Records of labeled points:

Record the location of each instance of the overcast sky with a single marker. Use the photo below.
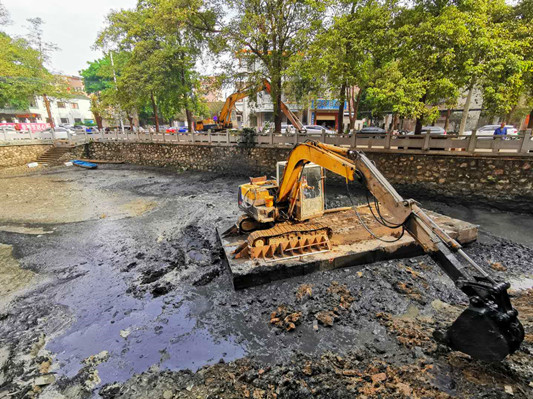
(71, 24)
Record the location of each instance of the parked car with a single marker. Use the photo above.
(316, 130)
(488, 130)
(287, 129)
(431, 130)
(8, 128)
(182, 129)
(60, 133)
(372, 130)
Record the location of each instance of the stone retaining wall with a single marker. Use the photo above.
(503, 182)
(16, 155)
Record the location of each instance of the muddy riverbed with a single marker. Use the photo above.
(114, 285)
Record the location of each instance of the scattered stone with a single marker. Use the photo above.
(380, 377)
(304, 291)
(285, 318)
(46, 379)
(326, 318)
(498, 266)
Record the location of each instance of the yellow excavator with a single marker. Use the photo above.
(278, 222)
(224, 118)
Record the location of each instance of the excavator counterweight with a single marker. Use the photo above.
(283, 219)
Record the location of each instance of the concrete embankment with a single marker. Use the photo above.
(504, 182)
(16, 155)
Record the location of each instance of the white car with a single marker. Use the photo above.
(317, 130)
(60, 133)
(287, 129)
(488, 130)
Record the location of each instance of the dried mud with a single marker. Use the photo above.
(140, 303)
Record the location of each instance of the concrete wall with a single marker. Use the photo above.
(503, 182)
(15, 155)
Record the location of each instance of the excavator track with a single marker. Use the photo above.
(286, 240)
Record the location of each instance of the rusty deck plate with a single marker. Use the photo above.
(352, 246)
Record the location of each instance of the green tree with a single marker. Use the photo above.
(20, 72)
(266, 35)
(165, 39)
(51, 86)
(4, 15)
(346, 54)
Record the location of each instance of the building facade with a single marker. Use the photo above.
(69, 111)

TASK GOAL:
Convert all of the items above into a JSON list of strings, with one string for each line and no blank lines. Leave the pictures out of the list.

EXERCISE OUTPUT:
[
  "Record the location of each instance of the overcast sky with a single marker. Use the photo below.",
  "(71, 24)",
  "Record the location of each instance of the parked car with a single marker. Use the photo above.",
  "(316, 130)",
  "(488, 130)",
  "(287, 129)",
  "(431, 130)",
  "(8, 128)",
  "(182, 129)",
  "(60, 133)",
  "(372, 130)",
  "Record the location of each instance of the stone retaining wall with a single marker. Use the photo above.",
  "(503, 182)",
  "(16, 155)",
  "Record the location of each instance of the muddy riverbed with a single marker. Use the photo above.",
  "(114, 285)",
  "Record the location of each instance of the scattered stone with a single marker. Use the photo above.",
  "(380, 377)",
  "(304, 291)",
  "(285, 318)",
  "(46, 379)",
  "(326, 318)",
  "(498, 266)",
  "Record the location of each instance of the yellow excavator with a single marker. Use the photo above.",
  "(278, 222)",
  "(224, 118)",
  "Record the location of each instance of the excavator counterweight with a single marker. Use the photo above.",
  "(283, 219)",
  "Record the location of each instance of the concrete embankment with a single marker. Use the photo above.",
  "(504, 182)",
  "(16, 155)",
  "Record the location of each instance of the white car with a single marker. Use the photo above.",
  "(317, 130)",
  "(60, 133)",
  "(287, 129)",
  "(488, 130)",
  "Record the location of each instance of the dried mud with a single marker. Use the photo above.",
  "(140, 303)",
  "Record the location of each instance of the concrete wall with a single marker. Use the photo above.",
  "(503, 182)",
  "(15, 155)",
  "Record the location of each instance of the excavator track with a single marker. Use the photo above.",
  "(286, 240)",
  "Record the location of each instance of the rusty deck plate with a single marker. Use the photo above.",
  "(352, 246)",
  "Record the location of each instance of the green tree with a single marker. Use the photo above.",
  "(20, 72)",
  "(266, 35)",
  "(165, 39)",
  "(51, 86)",
  "(4, 15)",
  "(346, 54)",
  "Record the location of each instance of the building facade with a single marker. Use the photo above.",
  "(69, 111)"
]